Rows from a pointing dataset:
"""

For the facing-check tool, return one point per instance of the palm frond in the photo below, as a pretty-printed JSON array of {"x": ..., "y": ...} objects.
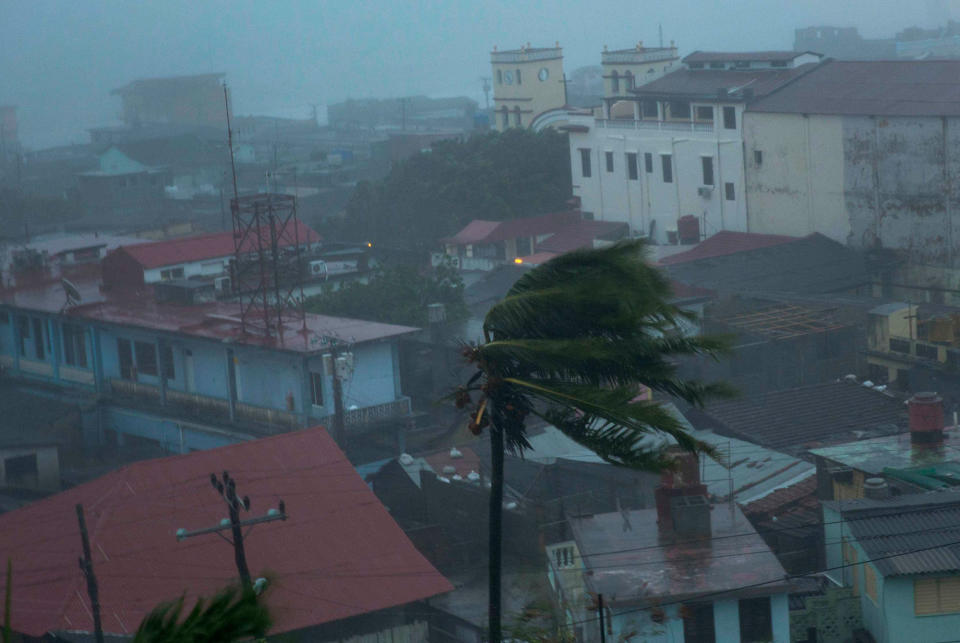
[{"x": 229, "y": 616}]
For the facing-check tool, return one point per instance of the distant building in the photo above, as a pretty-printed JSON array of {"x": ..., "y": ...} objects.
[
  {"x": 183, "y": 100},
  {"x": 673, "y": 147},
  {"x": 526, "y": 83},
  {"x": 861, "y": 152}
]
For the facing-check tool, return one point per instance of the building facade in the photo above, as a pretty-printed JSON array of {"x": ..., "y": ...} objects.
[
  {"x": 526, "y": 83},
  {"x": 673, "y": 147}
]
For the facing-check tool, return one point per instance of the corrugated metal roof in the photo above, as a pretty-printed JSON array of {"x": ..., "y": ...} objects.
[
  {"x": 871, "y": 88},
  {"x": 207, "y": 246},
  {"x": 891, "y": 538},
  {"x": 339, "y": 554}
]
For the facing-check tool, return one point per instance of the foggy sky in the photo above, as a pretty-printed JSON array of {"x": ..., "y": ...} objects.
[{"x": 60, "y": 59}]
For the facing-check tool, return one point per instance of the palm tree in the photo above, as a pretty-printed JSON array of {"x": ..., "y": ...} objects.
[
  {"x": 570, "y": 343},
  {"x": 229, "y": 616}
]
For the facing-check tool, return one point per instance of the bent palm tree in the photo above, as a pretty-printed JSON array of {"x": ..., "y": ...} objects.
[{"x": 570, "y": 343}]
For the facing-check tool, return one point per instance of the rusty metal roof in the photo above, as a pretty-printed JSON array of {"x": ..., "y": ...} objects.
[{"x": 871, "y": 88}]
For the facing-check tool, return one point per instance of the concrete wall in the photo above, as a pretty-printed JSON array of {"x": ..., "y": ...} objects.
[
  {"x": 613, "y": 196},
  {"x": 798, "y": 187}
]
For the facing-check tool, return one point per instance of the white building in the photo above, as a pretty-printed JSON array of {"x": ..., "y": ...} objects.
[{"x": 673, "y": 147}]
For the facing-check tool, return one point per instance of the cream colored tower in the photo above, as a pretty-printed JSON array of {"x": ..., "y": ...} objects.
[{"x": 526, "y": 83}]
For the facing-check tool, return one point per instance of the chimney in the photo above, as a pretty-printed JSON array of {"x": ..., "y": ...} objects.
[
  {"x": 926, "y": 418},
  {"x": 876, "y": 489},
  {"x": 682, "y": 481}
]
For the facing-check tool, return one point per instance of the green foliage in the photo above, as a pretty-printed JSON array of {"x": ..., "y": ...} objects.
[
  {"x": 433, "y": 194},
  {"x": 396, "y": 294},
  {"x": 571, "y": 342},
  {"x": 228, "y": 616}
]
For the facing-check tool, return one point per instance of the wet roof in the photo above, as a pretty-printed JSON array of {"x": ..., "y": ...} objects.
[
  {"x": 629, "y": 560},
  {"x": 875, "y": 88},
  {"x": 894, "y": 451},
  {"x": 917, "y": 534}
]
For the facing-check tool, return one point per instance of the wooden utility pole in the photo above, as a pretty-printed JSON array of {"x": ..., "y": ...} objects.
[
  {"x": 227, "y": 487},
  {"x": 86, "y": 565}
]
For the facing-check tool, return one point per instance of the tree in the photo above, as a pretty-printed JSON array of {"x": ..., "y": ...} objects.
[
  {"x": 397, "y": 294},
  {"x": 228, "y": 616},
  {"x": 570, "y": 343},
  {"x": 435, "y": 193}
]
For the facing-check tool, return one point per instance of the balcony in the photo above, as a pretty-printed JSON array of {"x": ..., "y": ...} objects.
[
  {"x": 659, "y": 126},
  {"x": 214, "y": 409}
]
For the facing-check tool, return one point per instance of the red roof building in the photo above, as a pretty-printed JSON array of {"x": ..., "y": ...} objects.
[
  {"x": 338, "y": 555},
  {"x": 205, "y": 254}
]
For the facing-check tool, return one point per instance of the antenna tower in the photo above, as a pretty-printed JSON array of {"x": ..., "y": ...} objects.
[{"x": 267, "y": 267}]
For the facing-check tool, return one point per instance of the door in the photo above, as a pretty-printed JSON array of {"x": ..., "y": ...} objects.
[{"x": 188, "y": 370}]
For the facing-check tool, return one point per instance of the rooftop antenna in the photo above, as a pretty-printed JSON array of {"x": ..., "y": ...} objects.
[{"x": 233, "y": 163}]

"""

** What is expected **
In the listing above, find the line containing "of the antenna", then reproduce it and each line after it through the end, exactly and with nothing added.

** Response to the task **
For the facing-check tool, return one point per instance of the antenna tower in the photo above, as a pretty-printed JSON array of {"x": ..., "y": ...} objects.
[{"x": 267, "y": 267}]
For the facing-check tool, return one point per instance of the door in the photo above, as a pretty-printed JSON array of {"x": ..., "y": ...} objects.
[{"x": 188, "y": 370}]
For the facing-check tool, return one point per instance of the rooftop antenna in the photo above, as a pretty-printed JSON array of {"x": ..., "y": ...} objects.
[{"x": 233, "y": 163}]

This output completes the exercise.